Leave the pictures out. Return all other data exactly.

+ + + +

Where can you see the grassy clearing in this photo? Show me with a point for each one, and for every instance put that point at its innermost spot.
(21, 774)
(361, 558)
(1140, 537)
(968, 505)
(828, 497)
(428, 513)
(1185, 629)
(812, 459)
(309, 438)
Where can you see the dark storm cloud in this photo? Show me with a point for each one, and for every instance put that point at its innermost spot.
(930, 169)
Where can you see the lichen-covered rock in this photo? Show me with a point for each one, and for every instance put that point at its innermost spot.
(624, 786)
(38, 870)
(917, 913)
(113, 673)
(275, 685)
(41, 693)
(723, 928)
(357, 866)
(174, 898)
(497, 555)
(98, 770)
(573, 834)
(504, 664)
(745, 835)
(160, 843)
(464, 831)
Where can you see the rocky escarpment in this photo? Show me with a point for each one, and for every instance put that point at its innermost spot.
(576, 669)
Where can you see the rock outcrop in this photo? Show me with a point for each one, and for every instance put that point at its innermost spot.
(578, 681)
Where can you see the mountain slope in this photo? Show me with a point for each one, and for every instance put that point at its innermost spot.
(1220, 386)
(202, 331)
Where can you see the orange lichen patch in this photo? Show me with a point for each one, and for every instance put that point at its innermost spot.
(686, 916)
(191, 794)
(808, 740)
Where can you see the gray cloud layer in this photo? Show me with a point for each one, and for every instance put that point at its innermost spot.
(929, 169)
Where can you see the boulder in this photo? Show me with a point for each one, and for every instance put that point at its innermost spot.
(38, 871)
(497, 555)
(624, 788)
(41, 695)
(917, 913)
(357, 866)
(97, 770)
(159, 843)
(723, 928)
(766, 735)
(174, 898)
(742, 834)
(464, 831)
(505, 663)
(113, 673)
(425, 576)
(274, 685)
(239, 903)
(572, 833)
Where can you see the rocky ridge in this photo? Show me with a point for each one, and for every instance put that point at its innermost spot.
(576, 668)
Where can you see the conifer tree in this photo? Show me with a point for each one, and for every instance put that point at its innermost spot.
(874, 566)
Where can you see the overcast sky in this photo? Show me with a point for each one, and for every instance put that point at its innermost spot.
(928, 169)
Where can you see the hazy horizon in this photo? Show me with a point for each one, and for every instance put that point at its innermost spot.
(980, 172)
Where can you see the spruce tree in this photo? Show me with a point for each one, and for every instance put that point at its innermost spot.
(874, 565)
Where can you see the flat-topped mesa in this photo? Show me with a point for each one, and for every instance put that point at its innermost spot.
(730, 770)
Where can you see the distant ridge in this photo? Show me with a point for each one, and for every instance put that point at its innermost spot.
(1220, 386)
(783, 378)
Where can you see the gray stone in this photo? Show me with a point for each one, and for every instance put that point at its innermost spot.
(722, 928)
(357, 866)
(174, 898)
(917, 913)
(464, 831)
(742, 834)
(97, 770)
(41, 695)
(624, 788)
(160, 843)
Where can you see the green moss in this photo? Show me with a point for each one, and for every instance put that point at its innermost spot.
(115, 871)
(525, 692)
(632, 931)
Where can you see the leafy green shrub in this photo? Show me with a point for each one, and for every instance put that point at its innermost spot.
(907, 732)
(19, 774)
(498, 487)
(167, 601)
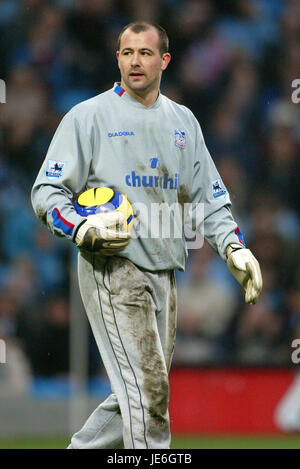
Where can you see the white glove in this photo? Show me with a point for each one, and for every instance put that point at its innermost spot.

+ + + +

* _Answer to the exercise_:
Where can you see the grassy clearing in this photo? Show me with a point for each one, and for every instance put that point at its innermost spot.
(21, 774)
(361, 558)
(1140, 537)
(968, 505)
(828, 497)
(428, 513)
(1185, 629)
(812, 459)
(309, 438)
Where can you see the dark storm cloud in this photo? Show me with a point for each one, and for every instance put that point at its innermost spot.
(930, 169)
Where can you see the lichen-covered rock in this photo? Show me with a point for each one, and for every instance put that point at its innermost spot.
(624, 786)
(38, 870)
(917, 913)
(113, 673)
(275, 685)
(41, 693)
(723, 928)
(357, 866)
(174, 898)
(497, 555)
(98, 770)
(573, 834)
(504, 664)
(745, 835)
(160, 843)
(464, 831)
Where can you see the rocky escarpment in this photo? Show me with a point for each one, and for every instance put that point at its innermost spot.
(576, 669)
Where can you see the rock outcrop in this photo? Show me with a point for each one, and for every instance put that point at its innermost spot.
(578, 681)
Where can you see the mountain slope in this photo? Show me with a point for each one, and for every instance put that point at its innermost spot.
(1220, 386)
(202, 331)
Where can you see the orange lichen patch in this photo? Show me with a point for each one, and for every instance put that point at its innermost spot.
(686, 916)
(191, 794)
(808, 740)
Where can you see the gray cloud layer in this photo? Show me with a point for each one, and for every instance put that point at its innermost spot.
(929, 169)
Where can you see the boulder in this photo? Show me with a point for each one, and for every instance put that point at its innermost spot.
(38, 871)
(497, 555)
(624, 788)
(41, 695)
(917, 913)
(357, 866)
(97, 770)
(159, 843)
(723, 928)
(766, 735)
(174, 898)
(742, 834)
(464, 831)
(505, 663)
(113, 673)
(425, 576)
(274, 685)
(239, 903)
(572, 833)
Where can you see the rocky ridge in this photo? Show me with a point for each one, and for every instance put that point at its innermost spot.
(576, 668)
Where can you see the conifer tree in this photo? Show me with a point for each one, and for every instance put that point at its innermost spot.
(874, 566)
Where can you see the overcast sky in this photo? Show me with a point for each one, and for every instance put that point at its innermost spot.
(928, 169)
Where can you see the hazy horizon in this photo? Show me with a point for each one, and for every instance put that point at its innermost spot.
(980, 172)
Where can you see the spruce tree in this photo? Show me with a point for each one, and for every instance put that point at its innermost spot.
(874, 565)
Where can you see the flat-topped mesa in this photo? Show me with a point for each one, and for every instance put that point at its innermost spot.
(730, 770)
Where can you see the distant ridge in this photo? Show me with a point for each one, and for every instance put that point at its innermost spot.
(1220, 386)
(783, 378)
Where can you see the gray stone in this photo? Show me with a point for each one, and for every instance put that point at its innermost spot.
(722, 928)
(357, 866)
(174, 898)
(917, 913)
(464, 831)
(742, 834)
(97, 770)
(41, 695)
(624, 788)
(160, 843)
Where can you see the green moss in this photo? Show me with a point for each one, and for every instance put that point at its innermost spot.
(115, 871)
(525, 692)
(632, 931)
Where can you see the leafy green shrub in this photo? Show me with a point for each one, and for every instance put that point at its innermost spot.
(907, 732)
(19, 774)
(498, 487)
(167, 601)
Where can you see the white glove in this photo? Show me with a point for each one, and for every instance put that point at its innermost spot.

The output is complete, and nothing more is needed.